* [PROBLEM DESCRIPTION] Repeat the records below exactly, leaving out any pictures.

* [MATERIAL SHOWN]

────

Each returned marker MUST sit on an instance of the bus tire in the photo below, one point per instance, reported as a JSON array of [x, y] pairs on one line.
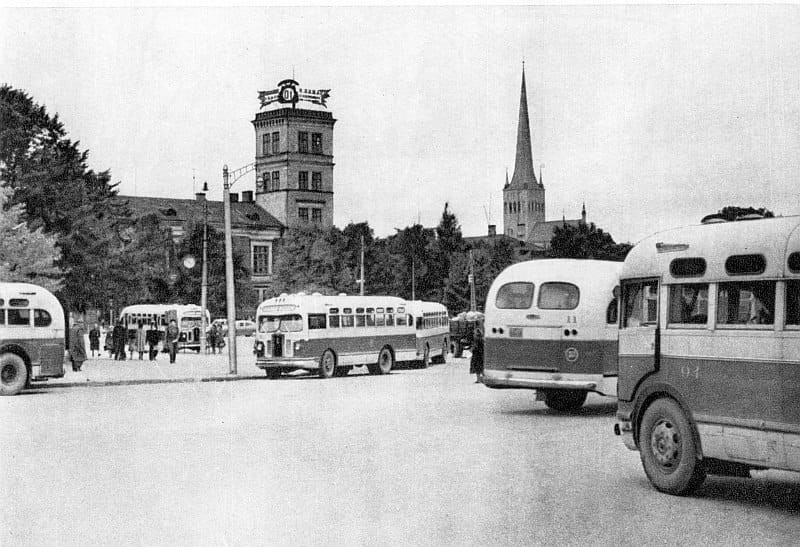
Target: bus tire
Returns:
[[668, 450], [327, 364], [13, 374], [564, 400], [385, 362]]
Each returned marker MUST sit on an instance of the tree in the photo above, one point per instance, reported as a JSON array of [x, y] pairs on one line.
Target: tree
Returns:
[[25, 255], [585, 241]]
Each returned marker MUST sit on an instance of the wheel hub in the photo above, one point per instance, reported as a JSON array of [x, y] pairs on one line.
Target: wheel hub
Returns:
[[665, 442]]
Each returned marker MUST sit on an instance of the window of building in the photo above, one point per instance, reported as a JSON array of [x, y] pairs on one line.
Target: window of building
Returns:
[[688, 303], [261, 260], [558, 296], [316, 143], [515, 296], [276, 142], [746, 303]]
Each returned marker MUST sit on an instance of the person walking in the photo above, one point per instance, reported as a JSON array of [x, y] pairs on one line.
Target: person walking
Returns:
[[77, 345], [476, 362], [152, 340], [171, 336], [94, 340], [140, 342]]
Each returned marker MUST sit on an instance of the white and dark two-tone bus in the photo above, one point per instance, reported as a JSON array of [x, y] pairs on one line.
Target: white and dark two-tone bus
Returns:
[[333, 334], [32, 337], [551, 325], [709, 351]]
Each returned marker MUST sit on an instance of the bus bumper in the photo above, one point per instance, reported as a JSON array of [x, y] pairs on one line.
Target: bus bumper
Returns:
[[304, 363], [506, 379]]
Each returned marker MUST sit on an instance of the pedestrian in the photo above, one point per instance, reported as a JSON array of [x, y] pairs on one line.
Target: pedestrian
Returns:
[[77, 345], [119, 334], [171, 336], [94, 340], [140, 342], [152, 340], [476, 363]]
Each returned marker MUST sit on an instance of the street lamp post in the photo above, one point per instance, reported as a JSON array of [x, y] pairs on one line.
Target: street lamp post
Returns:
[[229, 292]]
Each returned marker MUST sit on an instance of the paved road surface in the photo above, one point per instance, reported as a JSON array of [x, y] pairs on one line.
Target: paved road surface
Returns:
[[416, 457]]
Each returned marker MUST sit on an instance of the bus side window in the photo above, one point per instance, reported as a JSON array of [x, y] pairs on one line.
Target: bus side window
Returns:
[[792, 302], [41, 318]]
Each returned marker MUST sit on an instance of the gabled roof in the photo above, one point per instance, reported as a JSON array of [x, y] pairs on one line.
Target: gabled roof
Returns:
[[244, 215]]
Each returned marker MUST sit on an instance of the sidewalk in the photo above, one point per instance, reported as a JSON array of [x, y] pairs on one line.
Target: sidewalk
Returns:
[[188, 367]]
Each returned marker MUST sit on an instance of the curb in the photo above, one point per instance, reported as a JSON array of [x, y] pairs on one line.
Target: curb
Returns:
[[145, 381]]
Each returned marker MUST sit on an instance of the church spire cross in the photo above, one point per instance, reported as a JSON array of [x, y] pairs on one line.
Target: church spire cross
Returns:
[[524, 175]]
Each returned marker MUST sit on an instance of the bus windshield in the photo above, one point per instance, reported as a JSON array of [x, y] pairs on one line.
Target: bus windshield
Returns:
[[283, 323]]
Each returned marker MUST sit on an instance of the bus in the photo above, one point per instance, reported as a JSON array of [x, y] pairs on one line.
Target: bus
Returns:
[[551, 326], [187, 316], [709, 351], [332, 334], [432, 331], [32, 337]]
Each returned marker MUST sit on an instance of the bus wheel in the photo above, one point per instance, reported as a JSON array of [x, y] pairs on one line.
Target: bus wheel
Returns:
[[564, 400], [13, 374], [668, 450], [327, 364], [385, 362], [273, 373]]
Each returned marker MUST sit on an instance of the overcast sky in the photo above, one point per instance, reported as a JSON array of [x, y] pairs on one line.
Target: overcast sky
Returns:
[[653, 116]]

────

* [WRITTEN SOLUTION]
Each returned marker MUST sit on an instance of the bus tire in the photo below, one point per instance, reported as a JSON array of [x, y] pairs on one line.
Target: bus tire
Returns:
[[668, 450], [327, 364], [13, 374], [564, 400], [385, 362]]
Each returned marker MUST sit on an instance of the tree in the photo above, one point per instance, reported as a JSON array of [x, y] pairs on one line.
Target: tree
Returns:
[[25, 255], [585, 241]]
Each returned marker MUST sit on an instance of the wheel hub in the photo above, one point per instance, reported as a JSON array of [x, y] pairs on one line.
Target: wheel hub
Returns:
[[665, 442]]
Each returned marker MUST sit on an instance of the window of building in the photo above, one point per instance, reported as a JSON array of [x, y] pairs on one line.
Target: window of building
Returns:
[[688, 303], [261, 260], [558, 296], [316, 143], [515, 296], [276, 142], [746, 303]]
Each returned marker MUST sit on an instance of the person walking in the photo above, one point per instance, reported as a JSON array of [x, y] pairs on one line.
Target: person walking
Returns:
[[77, 345], [476, 362], [152, 340], [171, 336], [94, 340], [140, 342]]
Each returned marker MUST sit on an instance of the white and dark two-tone bus in the photo above, one point per instance, reported as a JSON array of [x, y] pairs on one line.
Target: white and dark two-tone bus
Returns:
[[333, 334], [32, 337], [551, 325], [709, 351]]
Each returned marker MUST sit on an instance of the bus bumper in the photo above, one point per instance, reported as a JSON array of [x, y] pairs on one line.
Target: bus bumper
Returns:
[[304, 363], [506, 379]]
Each returned marker MUST sit on an instance of the pedestrian in the photo above, one point per instance, reported as a JSON array of [x, y] pairs on one line.
Target: pedestrian
Returns:
[[77, 345], [119, 334], [171, 336], [94, 340], [140, 342], [152, 340], [476, 363]]
Each returned marker MUST sit on an instance of the street lamp post in the photo above, one point per instance, reported as a JSON array of [x, y] pairs on one line.
Target: street lamp post
Returns:
[[229, 292]]
Each returned marker MUST sit on an instance of the paved road surface in the photo above, one point per instance, reported as a JSON array of [x, y] pairs on one line.
Target: paved road surface
Returns:
[[416, 457]]
Each returned marker MUST sit on an instance of the bus side window in the photo above, one point per instance, reported as a JSON array of [x, y] pairs on one line.
Target: bus side window
Returns:
[[792, 302], [41, 318]]
Each returned marker MUST sit on an instance of the gabled roof in the photo above, one point per instance, reported as a JSON array of [x, y] pairs on one line.
Target: gabled roof
Returns:
[[244, 215]]
Each returned marker MUST sit on an instance of the sidewalk in the photo above, one point per instance, reported as a JSON array of [x, y] pairs on one line.
Target: sidewalk
Returns:
[[188, 367]]
Each returned marker MUST sit on an instance of the curb in the photo above, one point per instance, reported as a JSON array of [x, y] pairs on one line.
Target: curb
Returns:
[[145, 381]]
Each returned marker MUST sit on an instance of the church spire cross in the photo above, one point per instance, reported as a JSON array of [x, y] pairs on one line.
Target: church spire cross
Returns:
[[524, 175]]
Each returned marker MUST sit on an instance of the bus windshield in the photo above, one point per instance, reported as a JSON array of [x, y] pairs on one line.
Target: bus windshield
Returns:
[[283, 323]]
Each returned marker MUST sit on an instance of the bus in the photo above, one point per instance, reported as a JSON array of [x, y] pairs on one line.
Target: bus
Returns:
[[551, 326], [187, 316], [709, 351], [332, 334], [432, 331], [32, 337]]
Each returned marker MUST sit on an instance of the bus wheel in the photo above, one point per instance, reported as a JSON array of [x, y] pairs on one line.
Target: bus wheel
Returns:
[[564, 400], [13, 374], [668, 450], [327, 364], [385, 362], [273, 373]]
Each returned marker MUST sit on an instance of the overcast sky in the photo above, one point per instance, reported as a JSON array of [x, y] pairs on one line.
Target: overcast sky
Returns:
[[653, 116]]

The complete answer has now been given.